PROBLEM:
How many lines in the entries below contain the string "snow", with case counting? Give only the number.

RECORD LIST:

-=-=-

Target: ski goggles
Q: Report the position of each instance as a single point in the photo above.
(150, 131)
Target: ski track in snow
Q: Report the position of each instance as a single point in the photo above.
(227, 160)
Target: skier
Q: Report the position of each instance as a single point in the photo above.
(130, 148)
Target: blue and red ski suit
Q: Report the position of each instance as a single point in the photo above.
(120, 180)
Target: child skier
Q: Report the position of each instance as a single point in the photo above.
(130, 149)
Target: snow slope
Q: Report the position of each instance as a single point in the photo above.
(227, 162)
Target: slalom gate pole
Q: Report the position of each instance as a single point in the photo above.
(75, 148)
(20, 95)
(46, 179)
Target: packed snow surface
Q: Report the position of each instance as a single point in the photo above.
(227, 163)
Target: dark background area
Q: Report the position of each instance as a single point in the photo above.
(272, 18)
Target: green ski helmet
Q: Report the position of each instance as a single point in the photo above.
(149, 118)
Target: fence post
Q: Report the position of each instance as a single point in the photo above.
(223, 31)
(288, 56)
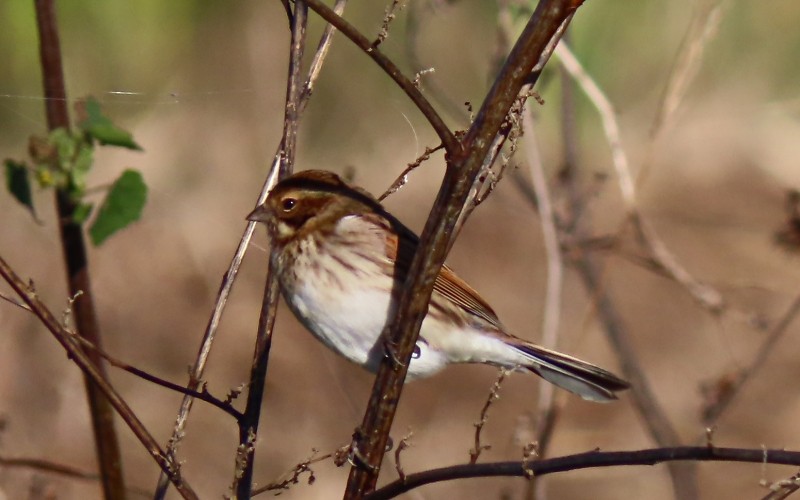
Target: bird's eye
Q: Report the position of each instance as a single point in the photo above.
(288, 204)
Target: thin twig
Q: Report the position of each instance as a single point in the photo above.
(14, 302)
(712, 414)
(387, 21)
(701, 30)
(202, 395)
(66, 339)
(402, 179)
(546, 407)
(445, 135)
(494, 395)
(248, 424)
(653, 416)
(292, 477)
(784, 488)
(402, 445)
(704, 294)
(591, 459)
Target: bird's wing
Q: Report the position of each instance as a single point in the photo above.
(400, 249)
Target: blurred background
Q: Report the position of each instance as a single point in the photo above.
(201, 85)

-=-=-

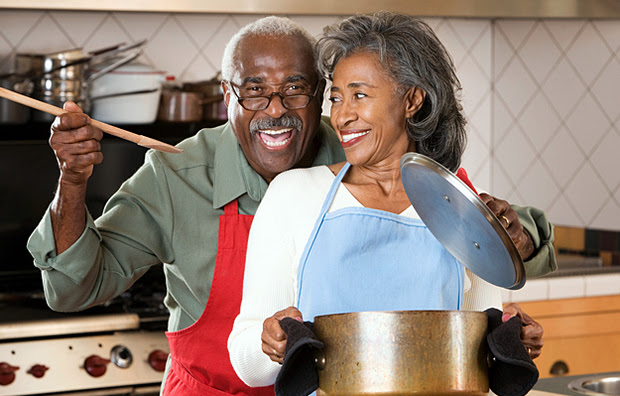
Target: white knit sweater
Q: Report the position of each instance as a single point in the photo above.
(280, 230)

-=-=-

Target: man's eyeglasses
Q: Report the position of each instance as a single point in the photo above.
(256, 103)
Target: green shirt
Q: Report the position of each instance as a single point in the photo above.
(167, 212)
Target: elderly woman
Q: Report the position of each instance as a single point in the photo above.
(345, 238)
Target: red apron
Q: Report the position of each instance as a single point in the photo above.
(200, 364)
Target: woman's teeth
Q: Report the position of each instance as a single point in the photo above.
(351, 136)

-=-=-

EXPECTED ANSWER:
3